● Prompt
Edit the rows from the line holding "locate the tree trunk in the photo above" through the end of the rows, both ends included, so that "dot" becomes "marker" and nothing else changes.

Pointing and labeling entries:
▶

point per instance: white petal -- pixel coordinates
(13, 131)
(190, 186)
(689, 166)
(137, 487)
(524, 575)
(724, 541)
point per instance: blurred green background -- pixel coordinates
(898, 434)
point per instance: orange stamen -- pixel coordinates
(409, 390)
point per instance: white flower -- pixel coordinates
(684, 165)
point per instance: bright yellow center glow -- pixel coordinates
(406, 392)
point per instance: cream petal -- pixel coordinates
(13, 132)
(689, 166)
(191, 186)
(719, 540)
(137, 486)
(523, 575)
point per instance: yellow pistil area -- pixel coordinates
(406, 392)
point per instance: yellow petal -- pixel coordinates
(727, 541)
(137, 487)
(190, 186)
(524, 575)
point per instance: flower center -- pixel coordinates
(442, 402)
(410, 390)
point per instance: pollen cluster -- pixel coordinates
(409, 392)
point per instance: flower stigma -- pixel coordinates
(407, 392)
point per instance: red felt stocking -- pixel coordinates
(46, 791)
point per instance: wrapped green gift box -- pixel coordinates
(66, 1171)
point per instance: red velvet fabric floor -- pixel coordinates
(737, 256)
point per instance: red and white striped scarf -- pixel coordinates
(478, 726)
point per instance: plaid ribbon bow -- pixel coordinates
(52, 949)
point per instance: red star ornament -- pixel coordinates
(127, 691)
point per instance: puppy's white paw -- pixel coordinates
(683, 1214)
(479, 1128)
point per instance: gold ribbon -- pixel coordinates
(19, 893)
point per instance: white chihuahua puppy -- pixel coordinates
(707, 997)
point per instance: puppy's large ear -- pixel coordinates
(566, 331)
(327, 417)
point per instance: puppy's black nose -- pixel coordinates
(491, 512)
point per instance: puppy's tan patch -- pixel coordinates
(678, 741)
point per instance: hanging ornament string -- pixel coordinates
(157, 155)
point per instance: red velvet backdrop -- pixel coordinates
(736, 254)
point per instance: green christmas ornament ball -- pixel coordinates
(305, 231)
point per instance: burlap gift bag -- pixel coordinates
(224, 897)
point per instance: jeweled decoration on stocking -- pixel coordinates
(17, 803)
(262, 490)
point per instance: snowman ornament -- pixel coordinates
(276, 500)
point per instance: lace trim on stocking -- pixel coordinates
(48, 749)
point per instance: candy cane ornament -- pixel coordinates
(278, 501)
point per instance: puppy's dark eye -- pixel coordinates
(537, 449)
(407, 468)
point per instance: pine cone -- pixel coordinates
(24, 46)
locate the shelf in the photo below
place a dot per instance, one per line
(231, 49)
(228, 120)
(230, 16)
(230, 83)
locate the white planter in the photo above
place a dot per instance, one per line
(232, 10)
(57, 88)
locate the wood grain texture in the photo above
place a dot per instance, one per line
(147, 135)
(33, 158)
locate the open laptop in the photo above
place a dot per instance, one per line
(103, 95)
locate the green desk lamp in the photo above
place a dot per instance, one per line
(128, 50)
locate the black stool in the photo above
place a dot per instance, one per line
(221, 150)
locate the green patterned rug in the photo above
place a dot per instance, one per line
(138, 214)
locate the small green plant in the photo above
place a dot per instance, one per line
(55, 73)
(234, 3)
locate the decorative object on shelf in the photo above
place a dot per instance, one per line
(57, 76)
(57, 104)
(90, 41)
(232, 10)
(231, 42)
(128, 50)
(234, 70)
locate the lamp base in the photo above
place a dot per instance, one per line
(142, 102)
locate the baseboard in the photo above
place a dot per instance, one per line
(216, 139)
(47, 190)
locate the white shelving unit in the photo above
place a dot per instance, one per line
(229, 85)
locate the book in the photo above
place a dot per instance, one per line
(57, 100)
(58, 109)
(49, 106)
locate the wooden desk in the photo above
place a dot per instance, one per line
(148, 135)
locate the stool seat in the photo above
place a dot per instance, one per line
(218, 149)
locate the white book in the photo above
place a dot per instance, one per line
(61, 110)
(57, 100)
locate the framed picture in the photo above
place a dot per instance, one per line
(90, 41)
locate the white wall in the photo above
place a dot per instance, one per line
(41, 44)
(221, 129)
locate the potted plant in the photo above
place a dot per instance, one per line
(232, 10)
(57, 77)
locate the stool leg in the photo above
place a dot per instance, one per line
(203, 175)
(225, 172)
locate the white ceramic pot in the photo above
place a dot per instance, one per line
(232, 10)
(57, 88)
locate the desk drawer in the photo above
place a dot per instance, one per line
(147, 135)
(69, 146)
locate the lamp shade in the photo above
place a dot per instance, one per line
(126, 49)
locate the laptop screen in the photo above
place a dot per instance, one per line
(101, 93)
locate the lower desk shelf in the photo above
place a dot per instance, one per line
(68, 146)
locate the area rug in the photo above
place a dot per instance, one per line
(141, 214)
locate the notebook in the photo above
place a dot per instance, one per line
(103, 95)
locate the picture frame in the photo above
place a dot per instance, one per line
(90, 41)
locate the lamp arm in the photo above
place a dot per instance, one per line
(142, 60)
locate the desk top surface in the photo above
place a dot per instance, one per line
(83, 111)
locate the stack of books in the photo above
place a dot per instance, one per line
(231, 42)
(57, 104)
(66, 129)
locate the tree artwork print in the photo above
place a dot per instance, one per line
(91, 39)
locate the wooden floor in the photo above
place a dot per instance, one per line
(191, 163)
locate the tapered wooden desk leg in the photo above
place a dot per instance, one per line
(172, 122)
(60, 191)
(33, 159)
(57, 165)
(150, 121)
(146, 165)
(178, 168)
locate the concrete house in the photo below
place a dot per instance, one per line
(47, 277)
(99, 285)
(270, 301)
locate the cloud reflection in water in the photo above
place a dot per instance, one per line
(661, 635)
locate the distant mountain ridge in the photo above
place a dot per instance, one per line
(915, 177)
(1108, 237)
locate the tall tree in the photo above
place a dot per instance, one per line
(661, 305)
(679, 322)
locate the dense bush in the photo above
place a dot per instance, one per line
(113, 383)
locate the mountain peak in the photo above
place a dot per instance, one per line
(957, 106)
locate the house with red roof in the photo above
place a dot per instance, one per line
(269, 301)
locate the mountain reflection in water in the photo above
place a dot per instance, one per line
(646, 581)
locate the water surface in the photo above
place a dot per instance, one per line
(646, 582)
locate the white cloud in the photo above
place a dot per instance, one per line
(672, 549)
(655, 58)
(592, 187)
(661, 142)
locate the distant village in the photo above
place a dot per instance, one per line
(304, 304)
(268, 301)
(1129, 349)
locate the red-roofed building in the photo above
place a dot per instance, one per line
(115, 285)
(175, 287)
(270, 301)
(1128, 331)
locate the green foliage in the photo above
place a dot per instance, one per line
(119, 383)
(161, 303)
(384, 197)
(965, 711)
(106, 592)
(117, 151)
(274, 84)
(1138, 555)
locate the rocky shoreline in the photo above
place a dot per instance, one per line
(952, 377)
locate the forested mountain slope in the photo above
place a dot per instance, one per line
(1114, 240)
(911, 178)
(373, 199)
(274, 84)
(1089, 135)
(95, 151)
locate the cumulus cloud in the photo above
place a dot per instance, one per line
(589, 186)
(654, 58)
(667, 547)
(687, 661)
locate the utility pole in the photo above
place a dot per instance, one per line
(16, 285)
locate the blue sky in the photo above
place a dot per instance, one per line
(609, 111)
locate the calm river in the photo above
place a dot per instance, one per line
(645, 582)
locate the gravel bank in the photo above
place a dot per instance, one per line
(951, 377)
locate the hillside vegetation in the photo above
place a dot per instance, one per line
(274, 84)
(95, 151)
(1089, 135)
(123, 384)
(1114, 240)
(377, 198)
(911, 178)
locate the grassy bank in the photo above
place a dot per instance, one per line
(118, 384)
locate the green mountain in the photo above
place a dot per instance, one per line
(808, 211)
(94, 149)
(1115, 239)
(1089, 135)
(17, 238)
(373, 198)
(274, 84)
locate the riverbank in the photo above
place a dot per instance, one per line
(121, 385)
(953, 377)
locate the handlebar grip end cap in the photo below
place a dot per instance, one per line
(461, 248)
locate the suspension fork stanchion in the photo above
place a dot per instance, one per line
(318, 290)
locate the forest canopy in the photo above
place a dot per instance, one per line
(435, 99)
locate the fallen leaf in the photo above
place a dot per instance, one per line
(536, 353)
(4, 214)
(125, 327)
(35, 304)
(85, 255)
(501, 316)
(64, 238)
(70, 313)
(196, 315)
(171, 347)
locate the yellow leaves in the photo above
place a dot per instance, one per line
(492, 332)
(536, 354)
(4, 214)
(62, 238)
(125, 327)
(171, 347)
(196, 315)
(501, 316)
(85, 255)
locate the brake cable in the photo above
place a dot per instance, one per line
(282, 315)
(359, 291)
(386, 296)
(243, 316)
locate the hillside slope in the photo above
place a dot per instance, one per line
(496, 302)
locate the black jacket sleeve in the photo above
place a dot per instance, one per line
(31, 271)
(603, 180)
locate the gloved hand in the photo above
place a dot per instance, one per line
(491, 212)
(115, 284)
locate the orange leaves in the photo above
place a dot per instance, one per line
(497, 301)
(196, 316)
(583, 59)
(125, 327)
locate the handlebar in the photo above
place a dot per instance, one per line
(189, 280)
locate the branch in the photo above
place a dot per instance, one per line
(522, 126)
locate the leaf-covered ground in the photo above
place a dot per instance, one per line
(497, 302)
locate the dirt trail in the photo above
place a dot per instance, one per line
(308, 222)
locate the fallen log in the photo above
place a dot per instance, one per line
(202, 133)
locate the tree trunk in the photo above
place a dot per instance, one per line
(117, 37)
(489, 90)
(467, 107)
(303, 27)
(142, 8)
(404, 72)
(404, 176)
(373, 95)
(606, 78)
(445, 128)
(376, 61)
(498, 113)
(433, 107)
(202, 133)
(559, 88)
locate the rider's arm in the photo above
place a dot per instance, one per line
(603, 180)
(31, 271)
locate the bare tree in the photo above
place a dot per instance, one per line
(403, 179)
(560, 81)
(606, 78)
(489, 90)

◀

● Answer to the task
locate the tree trunk in the photo above
place a marker per instance, one per line
(117, 37)
(489, 90)
(467, 107)
(303, 27)
(142, 8)
(404, 72)
(404, 176)
(373, 95)
(606, 78)
(445, 128)
(376, 61)
(498, 113)
(433, 107)
(202, 133)
(559, 88)
locate the rider's arm in the photo above
place a marker per instance, one per line
(603, 180)
(31, 271)
locate the bare tree in the photo above
place a marker per instance, one per line
(403, 179)
(560, 81)
(606, 78)
(489, 90)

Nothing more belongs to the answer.